### Supplied data ###

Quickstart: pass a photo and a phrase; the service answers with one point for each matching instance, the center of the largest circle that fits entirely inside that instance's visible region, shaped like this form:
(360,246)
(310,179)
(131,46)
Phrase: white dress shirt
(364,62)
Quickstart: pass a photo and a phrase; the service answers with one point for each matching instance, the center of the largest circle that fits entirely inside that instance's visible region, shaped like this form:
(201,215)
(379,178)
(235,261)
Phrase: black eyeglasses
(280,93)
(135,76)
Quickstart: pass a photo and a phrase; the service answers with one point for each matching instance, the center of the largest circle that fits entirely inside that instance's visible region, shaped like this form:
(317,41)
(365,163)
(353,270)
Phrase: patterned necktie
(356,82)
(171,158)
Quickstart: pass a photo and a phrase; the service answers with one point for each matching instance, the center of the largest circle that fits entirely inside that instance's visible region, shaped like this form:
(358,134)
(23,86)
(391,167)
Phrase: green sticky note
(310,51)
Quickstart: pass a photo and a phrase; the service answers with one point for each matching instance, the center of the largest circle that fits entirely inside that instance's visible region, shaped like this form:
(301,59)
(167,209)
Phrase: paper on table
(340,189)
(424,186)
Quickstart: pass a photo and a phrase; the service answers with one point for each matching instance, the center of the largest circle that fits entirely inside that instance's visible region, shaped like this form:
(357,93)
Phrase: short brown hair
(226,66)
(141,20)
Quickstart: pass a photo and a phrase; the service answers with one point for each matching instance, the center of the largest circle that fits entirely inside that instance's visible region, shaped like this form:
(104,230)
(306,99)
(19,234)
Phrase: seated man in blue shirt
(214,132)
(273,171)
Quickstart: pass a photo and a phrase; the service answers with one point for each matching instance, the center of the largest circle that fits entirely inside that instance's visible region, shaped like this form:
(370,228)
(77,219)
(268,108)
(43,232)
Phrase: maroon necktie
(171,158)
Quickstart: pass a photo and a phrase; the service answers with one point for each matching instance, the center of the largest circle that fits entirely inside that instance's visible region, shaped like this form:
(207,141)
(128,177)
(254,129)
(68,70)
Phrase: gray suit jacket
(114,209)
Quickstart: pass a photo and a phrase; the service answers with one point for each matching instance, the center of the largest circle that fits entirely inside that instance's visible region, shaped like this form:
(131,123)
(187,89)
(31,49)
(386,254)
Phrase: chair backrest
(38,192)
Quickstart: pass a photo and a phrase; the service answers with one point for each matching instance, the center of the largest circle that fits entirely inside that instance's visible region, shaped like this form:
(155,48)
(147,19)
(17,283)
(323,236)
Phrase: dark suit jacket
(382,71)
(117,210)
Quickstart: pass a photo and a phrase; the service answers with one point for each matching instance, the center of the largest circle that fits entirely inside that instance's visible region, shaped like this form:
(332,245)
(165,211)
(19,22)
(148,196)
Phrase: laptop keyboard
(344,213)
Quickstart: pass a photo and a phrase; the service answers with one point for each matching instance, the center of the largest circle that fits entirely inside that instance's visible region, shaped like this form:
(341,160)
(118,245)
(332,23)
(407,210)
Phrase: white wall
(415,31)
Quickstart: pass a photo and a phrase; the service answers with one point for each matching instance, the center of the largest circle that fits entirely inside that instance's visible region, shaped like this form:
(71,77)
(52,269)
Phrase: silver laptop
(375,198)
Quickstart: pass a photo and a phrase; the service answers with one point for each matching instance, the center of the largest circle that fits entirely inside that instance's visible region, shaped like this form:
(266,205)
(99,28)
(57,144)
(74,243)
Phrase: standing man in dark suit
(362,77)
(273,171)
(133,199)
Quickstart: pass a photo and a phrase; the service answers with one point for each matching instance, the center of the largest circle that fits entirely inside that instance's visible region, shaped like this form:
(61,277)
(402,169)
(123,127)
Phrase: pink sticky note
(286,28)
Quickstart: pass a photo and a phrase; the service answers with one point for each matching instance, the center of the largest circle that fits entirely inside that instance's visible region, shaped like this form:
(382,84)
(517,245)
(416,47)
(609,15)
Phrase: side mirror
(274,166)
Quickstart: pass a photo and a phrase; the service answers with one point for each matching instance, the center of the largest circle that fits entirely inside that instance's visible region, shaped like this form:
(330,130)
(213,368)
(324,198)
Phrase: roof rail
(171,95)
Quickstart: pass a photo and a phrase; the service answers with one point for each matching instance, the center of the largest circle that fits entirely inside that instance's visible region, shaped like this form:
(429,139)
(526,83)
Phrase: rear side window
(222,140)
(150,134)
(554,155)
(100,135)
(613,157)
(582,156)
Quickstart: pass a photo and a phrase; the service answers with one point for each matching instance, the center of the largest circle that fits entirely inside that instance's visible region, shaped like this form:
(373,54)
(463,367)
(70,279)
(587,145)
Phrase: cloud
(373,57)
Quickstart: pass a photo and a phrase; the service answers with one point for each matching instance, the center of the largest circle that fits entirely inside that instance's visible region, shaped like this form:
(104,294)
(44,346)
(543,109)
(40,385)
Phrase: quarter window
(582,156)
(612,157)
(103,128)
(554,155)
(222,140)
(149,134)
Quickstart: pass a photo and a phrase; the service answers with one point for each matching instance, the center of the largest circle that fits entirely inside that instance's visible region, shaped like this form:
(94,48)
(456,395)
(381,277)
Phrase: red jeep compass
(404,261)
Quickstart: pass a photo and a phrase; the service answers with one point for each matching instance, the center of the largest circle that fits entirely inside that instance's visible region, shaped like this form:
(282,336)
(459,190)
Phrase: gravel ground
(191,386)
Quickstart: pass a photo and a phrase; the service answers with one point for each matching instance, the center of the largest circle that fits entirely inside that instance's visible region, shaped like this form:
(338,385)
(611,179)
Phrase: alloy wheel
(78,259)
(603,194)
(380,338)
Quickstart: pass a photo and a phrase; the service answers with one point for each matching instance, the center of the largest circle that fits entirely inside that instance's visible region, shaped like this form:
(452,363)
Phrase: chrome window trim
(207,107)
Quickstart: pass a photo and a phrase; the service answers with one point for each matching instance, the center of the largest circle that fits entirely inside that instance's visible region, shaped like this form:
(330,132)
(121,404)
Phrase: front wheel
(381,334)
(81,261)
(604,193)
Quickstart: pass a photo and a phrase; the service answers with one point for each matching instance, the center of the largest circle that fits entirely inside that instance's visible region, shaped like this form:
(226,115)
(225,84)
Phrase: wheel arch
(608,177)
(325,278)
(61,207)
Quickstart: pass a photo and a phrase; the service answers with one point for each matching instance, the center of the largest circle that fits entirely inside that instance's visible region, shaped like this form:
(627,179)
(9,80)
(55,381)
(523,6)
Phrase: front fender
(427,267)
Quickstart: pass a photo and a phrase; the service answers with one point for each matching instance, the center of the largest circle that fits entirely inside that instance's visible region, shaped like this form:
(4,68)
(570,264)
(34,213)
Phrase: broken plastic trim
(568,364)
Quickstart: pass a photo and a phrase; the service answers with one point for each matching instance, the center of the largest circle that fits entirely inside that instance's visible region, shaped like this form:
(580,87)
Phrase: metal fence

###

[Given exercise] Extract the complete set of records unchanged.

[Reply]
Quickstart: pass a photo and a phrase; the service answers with one point for each matching instance, the center of the largest circle that fits entirely inside that instance's visible region, shaped like this form:
(360,246)
(310,179)
(131,46)
Phrase: white dress shirt
(364,62)
Quickstart: pass a photo and a phrase; the service answers with one point for each matching instance, the center of the largest circle that fits entirely inside that instance's visible region, shaped like this form:
(201,215)
(379,178)
(235,261)
Phrase: black eyeglasses
(280,93)
(135,76)
Quickstart: pass a photo and a phrase; the service answers with one point for each matching instance, the center of the largest circle that fits entirely inside that instance's visible region, shaped like this form:
(317,41)
(365,163)
(353,270)
Phrase: patterned necktie
(356,82)
(171,158)
Quickstart: pass a photo and a phrase; the service answers with one point for each matching instance, the center of the largest circle that fits entirely inside that instance's visible region, shaped like this form:
(358,134)
(23,86)
(391,167)
Phrase: green sticky note
(310,51)
Quickstart: pass a photo and a phrase; the service answers with one point for each matching instance, the center of the largest circle that fits entirely inside that instance's visible region, shaped like this form:
(301,59)
(167,209)
Phrase: paper on table
(340,189)
(424,186)
Quickstart: pass a photo and a phrase; the service answers with one point for each matching instance, the center of the largest circle that fits entirely inside that instance's visible region, shaped like this form:
(357,93)
Phrase: short brown hair
(226,66)
(141,20)
Quickstart: pass a photo and a phrase; the service answers with one point for each matching instance, the center of the largest circle that fits entirely inside that instance's visible region, shaped like this form:
(104,230)
(306,99)
(19,234)
Phrase: seated man in blue shirt
(214,132)
(273,171)
Quickstart: pass a photo and a phrase; the service answers with one point for each matching instance, the center of the largest circle that fits entirely inside that instance's visible region, shaped like this form:
(370,228)
(77,219)
(268,108)
(43,232)
Phrase: maroon necktie
(171,158)
Quickstart: pass a photo and a phrase; the service answers with one point for each matching instance, the center of the largest circle that fits entirely inside that instance's visible region, shaped like this form:
(207,141)
(128,177)
(254,129)
(68,70)
Phrase: gray suit jacket
(114,209)
Quickstart: pass a photo and a phrase; the service answers with one point for each matching instance, the center of the largest circle that fits entirely inside that instance's visible region, shaped like this form:
(131,123)
(187,89)
(31,49)
(386,254)
Phrase: chair backrest
(38,192)
Quickstart: pass a photo and a phrase; the service answers with one point for each matching instance, the center of the largest circle that fits entirely inside that instance's visible region, shaped like this form:
(155,48)
(147,19)
(17,283)
(323,236)
Phrase: dark suit jacket
(382,71)
(117,210)
Quickstart: pass a photo and a phrase; the service answers with one point for each matching instance, the center of the largest circle that fits entirely inside that instance's visible region, shaped like this form:
(332,245)
(165,211)
(19,22)
(148,196)
Phrase: laptop keyboard
(344,213)
Quickstart: pass a photo and a phrase; the service answers with one point for each matching instance, the center of the largest circle that fits entirely inside that instance's visible region, shaped like this form:
(341,160)
(118,245)
(332,23)
(407,210)
Phrase: white wall
(415,31)
Quickstart: pass a photo and a phrase; the service answers with one point for each matching instance, the center of the largest circle that fits entirely inside that instance's visible region, shaped like this form:
(71,77)
(52,269)
Phrase: silver laptop
(375,198)
Quickstart: pass a photo and a phrase; the service answers with one point for each matching instance, the center of the largest circle that fits entirely inside that instance's visible region, shaped like this form:
(266,205)
(99,28)
(57,144)
(74,243)
Phrase: standing man in dark suit
(362,77)
(273,171)
(133,199)
Quickstart: pass a photo and a phrase; the service answers with one point for each matching instance, the center of the largest circle that fits entirely inside that instance's visible region, shaped like this form:
(61,277)
(402,169)
(123,127)
Phrase: pink sticky note
(286,28)
Quickstart: pass a photo and a phrase; the service answers with one point for each matching instance, the center of the largest circle that fits entirely inside that instance's visible region, shaped like this form:
(382,84)
(517,245)
(416,47)
(609,15)
Phrase: side mirror
(274,166)
Quickstart: pass a photo and a phrase; the service answers with one point for each matching instance, the center of the largest circle that fits entirely inside that instance's visible region, shaped like this form:
(330,130)
(213,368)
(324,198)
Phrase: roof rail
(171,95)
Quickstart: pass a photo and a phrase; the service answers with one point for each matching instance, the center of the largest circle that fits entirely inside that instance's visible region, shaped like this form:
(429,139)
(526,83)
Phrase: rear side window
(222,140)
(150,134)
(554,155)
(100,135)
(613,157)
(582,156)
Quickstart: pass a photo and a phrase; the service answers with one point for each matching instance, the center of the largest circle that fits entirely inside that instance's visible region, shaped like this form:
(373,54)
(463,367)
(70,279)
(587,145)
Phrase: cloud
(373,57)
Quickstart: pass a photo and a phrase; the service answers with one point for each matching instance, the center of the largest circle that fits entirely inside that instance's visible region, shaped like this form:
(104,294)
(44,346)
(543,109)
(40,385)
Phrase: quarter window
(582,156)
(612,157)
(103,128)
(554,155)
(222,140)
(149,134)
Quickstart: pass a photo and a phrase; the service answers with one point for each matching instance, the center of the largest circle that fits entirely inside that instance's visible region, shaped like this form:
(94,48)
(456,395)
(381,277)
Phrase: red jeep compass
(404,261)
Quickstart: pass a photo and a phrase; the service answers with one point for each matching instance, the center of the largest circle that fits entirely inside that instance's visible region, shaped like this form:
(282,336)
(459,190)
Phrase: gravel ground
(191,386)
Quickstart: pass a photo and a phrase; the service answers with one point for each matching instance, the center of the largest circle that fits entirely inside that instance's visible region, shaped like this form:
(338,385)
(611,179)
Phrase: alloy wheel
(78,259)
(603,194)
(380,338)
Quickstart: pass a photo and a phrase; the service answers with one point for each matching instance, the center of the largest circle that fits entirely inside that instance's visible region, shaped like this form:
(452,363)
Phrase: chrome window trim
(207,107)
Quickstart: pass a photo and a phrase; the service answers with one point for each matching instance, the center of the largest circle that fits entirely inside that instance's visible region, shaped like this form:
(330,132)
(121,404)
Phrase: front wheel
(381,334)
(81,261)
(604,193)
Quickstart: pass a photo and a phrase; the service answers with one point for each matching instance, the center of the largest circle that fits entirely inside that instance's visible region, shaped like this form:
(226,115)
(225,84)
Phrase: wheel arch
(608,177)
(325,278)
(61,207)
Quickstart: pass a photo and a phrase; the service answers with one point for each matching instance, the center of the largest circle that fits entirely inside that instance's visible region, shaped like this form:
(627,179)
(9,80)
(55,381)
(523,6)
Phrase: front fender
(427,267)
Quickstart: pass a photo and a phrase; the service answers with one point for each matching instance, the center of the largest circle that fits entirely inside that instance's visible region, shaped like this form:
(4,68)
(570,264)
(34,213)
Phrase: broken plastic trim
(568,364)
Quickstart: pass a photo and a phrase; the service answers with one point for each matching instance, the center of the largest circle that fits entirely inside that instance's visible region, shaped like this form:
(580,87)
Phrase: metal fence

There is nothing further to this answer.